= 待办任务 =
1. 请照录给定文本中从“- - ConfigWatcherRegister”起至“Agent 同步Apollo 配置，本文介绍下提供的功能以及代码实现，一起学习下。”止（含末尾这部分）的内容，一字不改。
2. 根据给定文本，OAP 与 Java Agent 的代码各自基于哪个版本？

Skywalking 中 Agent 自动同步配置源码解析

文章目录

- 前言
- 正文
- - 实现架构
  - 实现模型
  - [OAP 同步 Apollo](#OAP 同步 Apollo)
  - - ConfigWatcherRegister
    - ConfigChangeWatcher
  - [Agent 侧](#Agent 侧)

前言

本文代码 OAP 基于 v9.7，Java Agent 基于 v9.1，配置中心使用 apollo。

看本文需要配合代码"食用"。

正文

Skywalking 中就使用这种模型实现了 Agent 同步Apollo 配置，本文介绍下提供的功能以及代码实现，一起学习下。

Skywalking 支持 agent 动态更新配置，使 agent 可以依据业务需求进行自定义配置；更重要的是建立起这一个通信机制，那么 agent 的可管理性、扩展性都大大提升。

目前 Skywalking 提供了以下配置项

按照文档描述，主要为以下内容：

控制采样速率
忽略指定后缀的请求，注意必须是 first span 的 opretationName 匹配到

针对 web 服务，有些静态资源是放在服务端，那么可以过滤掉这些请求
忽略某些 path 的 trace
限定每个 segment 中的 span 最大数量
是否收集执行 sql 的参数

样例配置

yaml 复制代码

configurations:
  serviceA:
    trace.sample_n_per_3_secs: 1000
    trace.ignore_path: /a/b/c,/a1/b1/c1
  serviceB:
    trace.sample_n_per_3_secs: 1000
    trace.ignore_path: /a/b/c,/a1/b1/c1

注意：这个是按照服务来进行逐项配置，如果不需要变动，不要添加对应 key，会使用默认值。

实现架构

OAP 同步 Apollo 配置
Agent 同步 OAP 配置。

每阶段的操作无关联，都是作为 Client 的一端发起的请求来同步数据。

实现模型

配置动态变更实际上是一个订阅发布模型，简单描述就是有发布者和订阅者两种角色，之间交互一般是：有一个注册接口，方便订阅者注册自身，以及发布者可以获取到订阅者列表；一个通知接口，方便发布者发送消息给订阅者。

例如需要订水，只要给订水公司留下自己的电话、地址及数量（发布者知道如何找到你），之后就有人送水上门（有水时进行派送）。

= 所供数据 =
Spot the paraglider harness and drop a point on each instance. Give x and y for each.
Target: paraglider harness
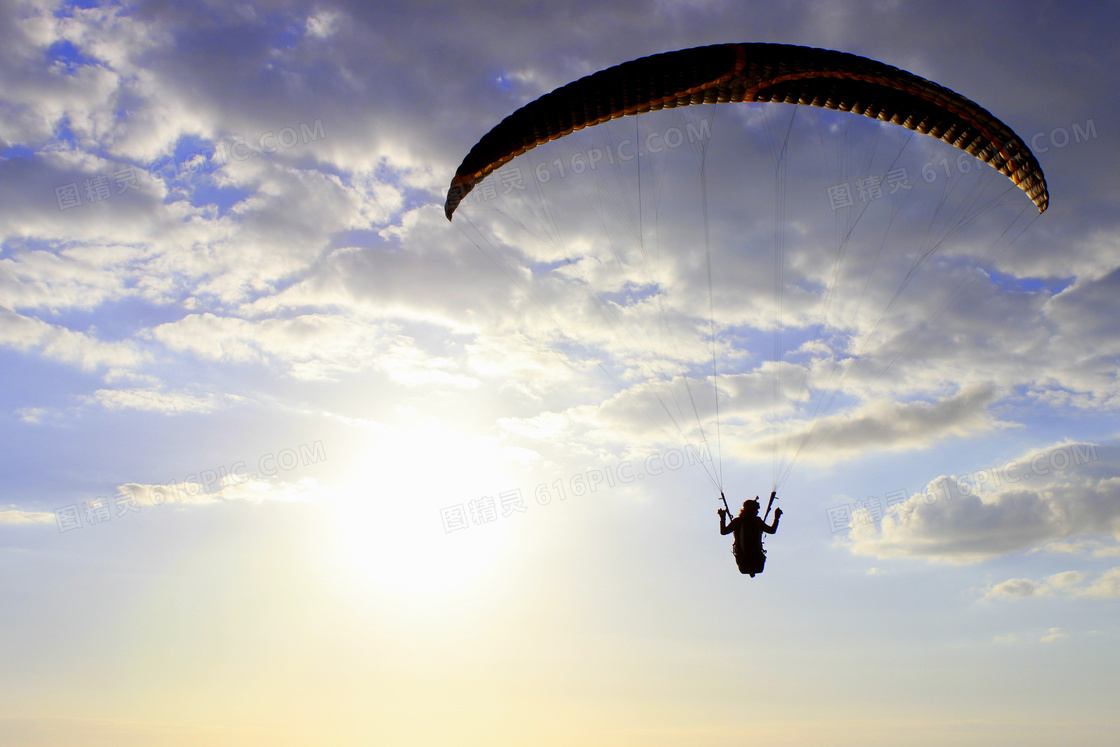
(749, 560)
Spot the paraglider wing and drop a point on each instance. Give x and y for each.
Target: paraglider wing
(755, 73)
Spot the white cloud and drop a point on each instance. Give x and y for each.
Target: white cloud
(967, 519)
(20, 516)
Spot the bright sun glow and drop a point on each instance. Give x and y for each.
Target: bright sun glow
(390, 511)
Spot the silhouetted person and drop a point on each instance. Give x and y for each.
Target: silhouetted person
(748, 535)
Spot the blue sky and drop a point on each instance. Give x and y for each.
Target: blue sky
(290, 459)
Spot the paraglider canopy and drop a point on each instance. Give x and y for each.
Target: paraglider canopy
(775, 73)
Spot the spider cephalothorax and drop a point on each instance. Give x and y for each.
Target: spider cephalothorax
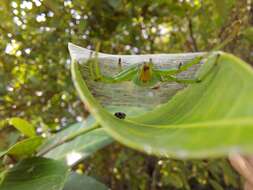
(144, 74)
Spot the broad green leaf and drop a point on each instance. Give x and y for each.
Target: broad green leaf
(25, 147)
(35, 174)
(23, 126)
(79, 182)
(248, 34)
(211, 118)
(80, 147)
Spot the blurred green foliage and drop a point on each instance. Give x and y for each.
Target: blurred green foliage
(35, 81)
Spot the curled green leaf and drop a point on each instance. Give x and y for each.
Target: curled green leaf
(211, 118)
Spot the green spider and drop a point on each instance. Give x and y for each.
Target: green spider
(145, 74)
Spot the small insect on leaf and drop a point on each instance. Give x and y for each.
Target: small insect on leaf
(120, 115)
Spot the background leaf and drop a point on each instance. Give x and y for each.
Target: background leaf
(211, 118)
(25, 147)
(79, 182)
(23, 126)
(35, 173)
(80, 147)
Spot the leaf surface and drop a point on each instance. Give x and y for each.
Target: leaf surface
(23, 126)
(79, 182)
(35, 174)
(211, 118)
(24, 148)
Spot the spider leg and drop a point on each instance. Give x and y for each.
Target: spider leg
(181, 67)
(183, 81)
(202, 75)
(195, 80)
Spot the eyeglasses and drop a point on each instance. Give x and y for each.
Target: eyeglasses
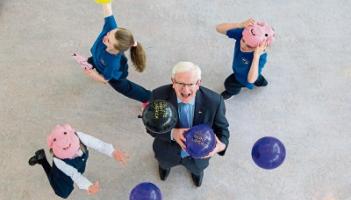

= 书面答案 =
1.
- - ConfigWatcherRegister
    - ConfigChangeWatcher
  - [Agent 侧](#Agent 侧)

前言

本文代码 OAP 基于 v9.7，Java Agent 基于 v9.1，配置中心使用 apollo。

看本文需要配合代码"食用"。

正文

Skywalking 中就使用这种模型实现了 Agent 同步Apollo 配置，本文介绍下提供的功能以及代码实现，一起学习下。

2. OAP 基于 v9.7，Java Agent 基于 v9.1。